:: Ihre Aufgabe ::
Geben Sie sämtliche folgenden Einträge wortgetreu wieder.

(Einträge aus einem Datensatz)
---*---

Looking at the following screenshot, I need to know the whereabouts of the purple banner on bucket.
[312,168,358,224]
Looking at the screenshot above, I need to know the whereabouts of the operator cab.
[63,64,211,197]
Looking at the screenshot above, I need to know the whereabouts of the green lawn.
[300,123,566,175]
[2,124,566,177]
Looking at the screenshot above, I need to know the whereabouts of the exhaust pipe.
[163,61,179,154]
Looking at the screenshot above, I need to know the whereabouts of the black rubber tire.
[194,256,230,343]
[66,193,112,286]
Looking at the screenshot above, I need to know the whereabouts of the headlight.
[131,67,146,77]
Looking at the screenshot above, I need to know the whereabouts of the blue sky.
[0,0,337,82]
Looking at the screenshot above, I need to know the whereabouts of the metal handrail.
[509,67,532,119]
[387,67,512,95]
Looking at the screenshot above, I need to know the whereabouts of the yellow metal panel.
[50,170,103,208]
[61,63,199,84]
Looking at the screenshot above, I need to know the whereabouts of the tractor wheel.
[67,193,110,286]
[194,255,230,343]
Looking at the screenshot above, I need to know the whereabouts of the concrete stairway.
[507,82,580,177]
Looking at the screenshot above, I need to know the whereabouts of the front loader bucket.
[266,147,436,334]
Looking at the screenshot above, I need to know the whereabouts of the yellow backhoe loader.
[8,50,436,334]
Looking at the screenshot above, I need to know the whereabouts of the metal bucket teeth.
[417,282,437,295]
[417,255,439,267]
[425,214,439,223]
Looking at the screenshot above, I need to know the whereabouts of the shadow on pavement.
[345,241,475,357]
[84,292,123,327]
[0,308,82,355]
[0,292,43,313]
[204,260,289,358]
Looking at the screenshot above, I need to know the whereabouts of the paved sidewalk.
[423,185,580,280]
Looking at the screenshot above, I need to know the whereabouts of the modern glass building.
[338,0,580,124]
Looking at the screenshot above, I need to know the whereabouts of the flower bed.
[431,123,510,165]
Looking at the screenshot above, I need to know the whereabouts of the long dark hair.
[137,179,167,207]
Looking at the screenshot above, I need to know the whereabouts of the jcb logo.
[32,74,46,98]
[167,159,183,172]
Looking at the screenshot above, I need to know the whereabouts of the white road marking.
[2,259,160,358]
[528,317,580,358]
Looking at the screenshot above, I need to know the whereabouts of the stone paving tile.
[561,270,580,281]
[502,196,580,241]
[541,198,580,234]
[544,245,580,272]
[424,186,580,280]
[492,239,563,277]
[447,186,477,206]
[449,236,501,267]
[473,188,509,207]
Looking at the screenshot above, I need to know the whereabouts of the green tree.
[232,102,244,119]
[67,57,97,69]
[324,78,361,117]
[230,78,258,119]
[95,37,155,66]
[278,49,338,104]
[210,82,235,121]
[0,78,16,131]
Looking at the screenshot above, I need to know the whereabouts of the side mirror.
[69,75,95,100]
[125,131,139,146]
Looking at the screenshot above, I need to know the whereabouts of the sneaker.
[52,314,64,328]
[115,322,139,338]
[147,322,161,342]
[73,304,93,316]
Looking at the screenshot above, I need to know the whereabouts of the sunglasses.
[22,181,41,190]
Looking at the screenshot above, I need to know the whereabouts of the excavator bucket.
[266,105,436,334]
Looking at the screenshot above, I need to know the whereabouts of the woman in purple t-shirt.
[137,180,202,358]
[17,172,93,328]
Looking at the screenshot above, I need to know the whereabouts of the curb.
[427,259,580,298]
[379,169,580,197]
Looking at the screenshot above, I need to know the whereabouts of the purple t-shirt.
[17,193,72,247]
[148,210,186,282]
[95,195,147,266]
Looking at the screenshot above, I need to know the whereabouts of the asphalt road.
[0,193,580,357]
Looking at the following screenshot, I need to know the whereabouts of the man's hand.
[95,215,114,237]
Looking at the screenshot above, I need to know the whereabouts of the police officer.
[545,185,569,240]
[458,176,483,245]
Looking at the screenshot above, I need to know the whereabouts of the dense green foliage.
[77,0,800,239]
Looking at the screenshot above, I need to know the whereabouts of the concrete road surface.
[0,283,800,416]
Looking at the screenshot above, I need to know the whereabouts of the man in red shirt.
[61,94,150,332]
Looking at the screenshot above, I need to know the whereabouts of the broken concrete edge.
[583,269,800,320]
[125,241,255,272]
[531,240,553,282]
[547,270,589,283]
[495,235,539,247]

---*---

:: Erwartete Antwort ::
Looking at the following screenshot, I need to know the whereabouts of the purple banner on bucket.
[312,168,358,224]
Looking at the screenshot above, I need to know the whereabouts of the operator cab.
[63,64,211,197]
Looking at the screenshot above, I need to know the whereabouts of the green lawn.
[300,123,566,175]
[2,124,566,177]
Looking at the screenshot above, I need to know the whereabouts of the exhaust pipe.
[163,61,179,154]
Looking at the screenshot above, I need to know the whereabouts of the black rubber tire.
[194,256,230,343]
[66,193,112,286]
Looking at the screenshot above, I need to know the whereabouts of the headlight.
[131,67,146,77]
Looking at the screenshot above, I need to know the whereabouts of the blue sky.
[0,0,337,82]
Looking at the screenshot above, I need to know the whereabouts of the metal handrail.
[509,67,532,119]
[387,67,512,95]
Looking at the screenshot above, I need to know the whereabouts of the yellow metal panel.
[50,170,103,208]
[61,63,199,84]
Looking at the screenshot above, I need to know the whereabouts of the tractor wheel.
[67,193,110,286]
[194,255,230,343]
Looking at the screenshot above, I need to know the whereabouts of the concrete stairway.
[507,82,580,177]
Looking at the screenshot above, I need to know the whereabouts of the front loader bucket.
[266,147,436,334]
Looking at the screenshot above, I need to know the whereabouts of the yellow backhoe loader.
[8,50,436,334]
Looking at the screenshot above, I need to know the whereabouts of the metal bucket teeth.
[417,282,437,295]
[417,255,439,267]
[425,214,439,223]
Looking at the screenshot above, I need to know the whereabouts of the shadow on pavement.
[345,241,475,357]
[84,292,123,327]
[0,308,82,355]
[0,292,43,313]
[204,260,289,358]
Looking at the screenshot above, I need to know the whereabouts of the paved sidewalk.
[423,185,580,280]
Looking at the screenshot above, I need to know the whereabouts of the modern glass building.
[338,0,580,124]
Looking at the screenshot above, I need to know the whereabouts of the flower bed.
[431,123,510,165]
Looking at the screenshot above, I need to know the whereabouts of the long dark hair.
[137,179,167,207]
Looking at the screenshot above, I need to know the whereabouts of the jcb logo.
[32,74,46,98]
[167,159,183,172]
Looking at the screenshot above, I need to know the whereabouts of the white road marking.
[2,259,160,358]
[528,317,580,358]
Looking at the screenshot above, I need to know the whereabouts of the stone paving tile.
[561,270,580,281]
[502,196,580,241]
[541,198,580,234]
[544,245,580,272]
[424,186,580,280]
[492,239,563,277]
[447,186,477,206]
[449,236,501,267]
[473,188,509,207]
Looking at the screenshot above, I need to know the whereabouts of the green tree.
[232,102,244,119]
[67,57,97,69]
[324,78,361,117]
[230,78,258,119]
[95,37,155,66]
[278,49,338,104]
[210,82,235,121]
[0,78,16,131]
Looking at the screenshot above, I need to know the whereabouts of the side mirror.
[69,75,95,100]
[125,131,139,146]
Looking at the screenshot above, I need to know the whereabouts of the sneaker.
[52,314,64,328]
[115,322,139,338]
[147,322,161,342]
[73,304,93,316]
Looking at the screenshot above, I need to know the whereabouts of the sunglasses.
[22,181,41,190]
Looking at the screenshot above, I need to know the whereabouts of the excavator bucket.
[266,105,436,334]
Looking at the screenshot above, I need to know the whereabouts of the woman in purple t-shirt.
[137,180,202,358]
[17,172,93,328]
Looking at the screenshot above, I need to know the whereabouts of the curb.
[427,259,580,298]
[379,169,580,197]
Looking at the screenshot above, I need to know the whereabouts of the purple t-shirt.
[17,193,72,247]
[148,210,186,282]
[95,195,147,266]
Looking at the screenshot above, I need to know the whereabouts of the asphalt road.
[0,193,580,357]
Looking at the following screenshot, I need to know the whereabouts of the man's hand.
[95,215,114,237]
Looking at the screenshot above, I need to know the whereabouts of the police officer.
[545,185,569,240]
[458,176,483,245]
Looking at the screenshot above, I need to know the whereabouts of the dense green foliage.
[77,0,800,239]
Looking at the screenshot above, I need to know the whereabouts of the concrete road surface.
[0,283,800,416]
Looking at the screenshot above, I need to know the whereabouts of the man in red shirt.
[61,94,150,332]
Looking at the screenshot above, I need to know the whereabouts of the broken concrete edge.
[583,269,800,320]
[125,241,255,272]
[531,240,553,282]
[547,270,589,283]
[495,235,539,247]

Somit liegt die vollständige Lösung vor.